▸ **Required tasks**
1. Answer these from the key-programming thread:
(a) What service did cruzincajun decide to drop?
(b) In TSURacing's procedure, within how many seconds must the new key be inserted?
(c) How many keys may be learned to a single vehicle?
2. Repeat the stretch of the key-programming thread from "## 70AARCUDA (Nov" through "to the key.", word for word.
3. Carry on the key-programming thread past its final sentence.

# new key program



## cruzincajun (Aug 22, 2011)

I decided to drop onstar and get an extra key with a "secret hiding place" under the car in case of lock out. I ordered the key from parts for a pricey sum and then was supposed to go the shop to program for another pricey sum. I did not have the 30 minutes required at that time and just rode the new key around for the rest of the day. I had tried it at the dealer when I first got it and it did not work. Later that day I discovered the key had programmed itself. Try it if you are going to get an extra key.


----------



## 70AARCUDA (Nov 14, 2010)

...as Arte Johnson -- the "German Soldier" on *LAUGH-IN *-- used to say: _"....V-E-R-Y...I-N-T-E-R-E-S-T-I-N-G..."_


----------



## rmsls1 (Aug 10, 2011)

Humm, what else does this key do? It would appear, there is a wireless connection to the key.


----------



## Gritts (Jan 23, 2011)

rmsls1 said:


> Humm, what else does this key do?


Yah und ein secret laser beam weapon to drill holes in Lexus engine blocks. One day Daimler will rule da verld!


----------



## TSURacing (Jan 1, 2011)

I do not know about our Cruze. But on my other GM vehicles with a chip in the key the process goes like this:


1. Place an already programmed key in the key cylinder2. Cycle the ignition from OFF to ON (RUN) to OFF.3. Within 15 seconds, insert the new key in the ignition. Turn the ignition to the ON (RUN) or START position. The "security" indicator light will go on and then off. Turn the ignition "OFF".4. The new key will now start the vehicle.


Programming the FOB is a bit different. Did your Fob start working too?


----------



## Smurfenstein (Nov 16, 2011)

I saw something in the cruze manual, but i'm not entirely sure about it. In the weird triangle hole in between the E-brake and the shifter, there should be a piece of plastic on the bottom that you remove. Then, you take your new key and put it into the key-hole, and the key syncs to your car, allowing you to re-program/program a new wireless key to work with your car.

**EDIT: and NO I didn't read EVERY page of the manual, but i still thumbed through the parts I didn't read.


----------



## maven (Feb 27, 2011)

• To initiate, this procedure requires that 1 learned key be available
 
•A total of 8 keys maybe be learned to a single vehicle
 
•This procedure adds keys only. The procedure does not erase previously learned keys.

▸ **Entries provided**

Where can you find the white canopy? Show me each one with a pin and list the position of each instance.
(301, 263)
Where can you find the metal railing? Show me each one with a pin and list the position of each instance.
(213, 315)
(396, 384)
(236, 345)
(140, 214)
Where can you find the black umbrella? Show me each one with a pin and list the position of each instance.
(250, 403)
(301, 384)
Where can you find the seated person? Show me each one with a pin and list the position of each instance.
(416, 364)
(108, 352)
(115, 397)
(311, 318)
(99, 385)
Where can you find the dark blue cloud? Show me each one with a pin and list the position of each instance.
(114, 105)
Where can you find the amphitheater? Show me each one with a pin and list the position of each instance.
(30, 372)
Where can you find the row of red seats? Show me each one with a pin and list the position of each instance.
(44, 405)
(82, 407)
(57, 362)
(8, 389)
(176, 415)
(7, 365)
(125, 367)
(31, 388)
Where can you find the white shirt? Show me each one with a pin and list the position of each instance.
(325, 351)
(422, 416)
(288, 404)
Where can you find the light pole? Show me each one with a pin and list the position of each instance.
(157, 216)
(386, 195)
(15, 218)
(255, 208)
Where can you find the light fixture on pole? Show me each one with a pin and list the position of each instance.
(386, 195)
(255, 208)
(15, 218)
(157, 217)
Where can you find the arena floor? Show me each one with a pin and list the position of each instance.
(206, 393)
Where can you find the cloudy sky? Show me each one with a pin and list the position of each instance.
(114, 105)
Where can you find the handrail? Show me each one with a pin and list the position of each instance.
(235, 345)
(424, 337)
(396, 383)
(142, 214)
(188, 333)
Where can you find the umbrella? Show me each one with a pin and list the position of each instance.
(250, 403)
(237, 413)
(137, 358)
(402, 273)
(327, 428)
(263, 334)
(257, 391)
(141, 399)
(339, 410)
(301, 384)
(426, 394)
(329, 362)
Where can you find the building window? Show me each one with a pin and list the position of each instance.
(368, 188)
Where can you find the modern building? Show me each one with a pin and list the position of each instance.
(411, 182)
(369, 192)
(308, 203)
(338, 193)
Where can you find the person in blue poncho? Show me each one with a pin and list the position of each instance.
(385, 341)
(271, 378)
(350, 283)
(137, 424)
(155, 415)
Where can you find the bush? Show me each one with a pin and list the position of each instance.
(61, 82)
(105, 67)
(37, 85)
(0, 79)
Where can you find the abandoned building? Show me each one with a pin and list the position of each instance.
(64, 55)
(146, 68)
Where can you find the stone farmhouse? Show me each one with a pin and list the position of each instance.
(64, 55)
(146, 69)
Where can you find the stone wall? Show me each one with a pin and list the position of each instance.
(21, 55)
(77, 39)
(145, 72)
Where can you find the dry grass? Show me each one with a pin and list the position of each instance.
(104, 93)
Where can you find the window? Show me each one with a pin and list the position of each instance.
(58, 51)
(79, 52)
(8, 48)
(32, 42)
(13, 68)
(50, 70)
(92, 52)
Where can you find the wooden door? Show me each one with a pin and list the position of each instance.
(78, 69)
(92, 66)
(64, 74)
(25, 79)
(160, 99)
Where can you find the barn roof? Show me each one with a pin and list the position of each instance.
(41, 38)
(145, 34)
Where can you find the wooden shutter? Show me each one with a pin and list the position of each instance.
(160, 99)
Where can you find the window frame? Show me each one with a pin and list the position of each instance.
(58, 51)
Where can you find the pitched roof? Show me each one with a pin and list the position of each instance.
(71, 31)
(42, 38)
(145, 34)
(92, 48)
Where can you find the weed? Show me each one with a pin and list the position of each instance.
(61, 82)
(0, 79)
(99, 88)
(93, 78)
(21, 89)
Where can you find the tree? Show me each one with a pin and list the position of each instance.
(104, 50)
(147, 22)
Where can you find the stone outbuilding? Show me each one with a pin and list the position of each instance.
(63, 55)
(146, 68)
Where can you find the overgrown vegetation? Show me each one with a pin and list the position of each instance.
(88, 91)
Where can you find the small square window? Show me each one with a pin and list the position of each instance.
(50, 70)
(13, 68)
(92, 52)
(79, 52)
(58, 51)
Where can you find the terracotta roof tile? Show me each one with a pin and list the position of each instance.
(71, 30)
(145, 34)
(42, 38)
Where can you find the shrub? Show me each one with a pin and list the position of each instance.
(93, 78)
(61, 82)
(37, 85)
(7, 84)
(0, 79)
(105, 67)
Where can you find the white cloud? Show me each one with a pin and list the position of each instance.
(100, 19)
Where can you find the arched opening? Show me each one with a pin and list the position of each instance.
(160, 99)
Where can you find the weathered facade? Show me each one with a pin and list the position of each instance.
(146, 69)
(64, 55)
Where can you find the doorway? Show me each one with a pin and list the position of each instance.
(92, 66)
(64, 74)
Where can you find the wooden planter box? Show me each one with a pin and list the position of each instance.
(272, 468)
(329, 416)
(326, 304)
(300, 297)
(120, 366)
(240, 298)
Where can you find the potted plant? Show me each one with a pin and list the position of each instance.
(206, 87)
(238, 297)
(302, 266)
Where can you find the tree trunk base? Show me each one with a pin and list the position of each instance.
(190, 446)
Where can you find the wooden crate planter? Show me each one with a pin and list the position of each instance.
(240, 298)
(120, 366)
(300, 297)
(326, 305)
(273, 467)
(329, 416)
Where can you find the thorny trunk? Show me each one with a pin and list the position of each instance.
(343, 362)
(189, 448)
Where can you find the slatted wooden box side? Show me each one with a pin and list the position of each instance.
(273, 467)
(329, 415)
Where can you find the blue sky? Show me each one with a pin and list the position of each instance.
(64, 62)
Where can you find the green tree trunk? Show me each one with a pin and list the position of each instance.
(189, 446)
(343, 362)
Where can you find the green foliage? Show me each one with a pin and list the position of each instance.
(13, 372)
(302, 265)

▸ **Exercise results**
1.
(a) onstar
(b) 15 seconds
(c) 8

2.
## 70AARCUDA (Nov 14, 2010)

...as Arte Johnson -- the "German Soldier" on *LAUGH-IN *-- used to say: _"....V-E-R-Y...I-N-T-E-R-E-S-T-I-N-G..."_


----------



## rmsls1 (Aug 10, 2011)

Humm, what else does this key do? It would appear, there is a wireless connection to the key.

3.
 
The keys to be learned must duplicate the mechanical cut of the current key.
 
1. With a previously learned key, turn the ignition ON.
 
2. Turn the ignition OFF and remove the key.
 
3. Within 10 seconds of turning OFF the ignition, insert the key to be learned and turn ON the ignition. The vehicle has now learned the new key and key transmitter.



You have to use new key/fobs, they only learn one vehicle.


----------



## NickD (Dec 10, 2011)

My 2012 owners manual explains how to program a new remote. Can DIY. Only problem is paying a small fortune for that extra remote.


----------



## SeanM402 (Aug 8, 2011)

NickD said:


> My 2012 owners manual explains how to program a new remote. Can DIY. Only problem is paying a small fortune for that extra remote.


My dealer told me around $50 and I believe others on here have confirmed. I think one person said $80-90.


----------



## chuck5330 (Oct 1, 2011)

considerably cheaper on ebay


----------



## boscan17 (Aug 29, 2012)

Hi Maven

Thanks for the information. Does this procedure applies to 2011 chevy cruze?

Thanks!


----------



## obermd (Mar 3, 2012)

My 2012 ECO MT only had one key so the dealership had to order a blank and get it cut to match my current key. The FOB programming was as TSURacing described, not as described in the owners manual.


----------



## jblackburn (Apr 14, 2012)

^same here. I actually looked up the key programming here. After doing the procedure above, both the key and remote worked instantly. 


Sent from my Autoguide iPhone app


----------



## 2013Cruze (Aug 4, 2012)

Does that also work with push bottom start system?


----------



## firehawk618 (Feb 24, 2013)

Back from the dead but I'm going to try and program the new key I just received. I will report back if this works on 2013's or not.


----------



## eline65 (Aug 31, 2013)

NickD said:


> My 2012 owners manual explains how to program a new remote. Can DIY. Only problem is paying a small fortune for that extra remote.


They are about $50 at the dealer. I saw them online (not e-bay) about 32. But I called a local locksmith. They told me (and recommended) I program it myself. They will sell it for $42 + tax, and it included the cutting.

Now that POS Cruiser, re I mean PT Cruiser, I had was a small fortune at $150. and $50 to program


----------



## NickD (Dec 10, 2011)

eline65 said:


> They are about $50 at the dealer. I saw them online (not e-bay) about 32. But I called a local locksmith. They told me (and recommended) I program it myself. They will sell it for $42 + tax, and it included the cutting.
> 
> Now that POS Cruiser, re I mean PT Cruiser, I had was a small fortune at $150. and $50 to program


Care to share the link?

From the owners manual:

"Programming with a Recognized
Transmitter (Keyless Access
Vehicles Only)
A new transmitter can be
programmed to the vehicle when
there is one recognized transmitter.
To program, the vehicle must be off
and all of the transmitters, both
currently recognized and new, must
be with you.
1. Remove the plastic trim piece
from the small storage area next
to the accessory power outlet
towards the front of the console,
to access the transmitter slot.
Push the button on the
recognized transmitter to extend
the key blade. Insert the key
blade into the transmitter slot.
2. Insert the vehicle key of the new
transmitter into the key lock
cylinder located on the outside
of the driver door and turn the
key to the unlock position
five times within 10 seconds.
The Driver Information
Center (DIC) displays READY
FOR REMOTE #2, 3, 4 or 5.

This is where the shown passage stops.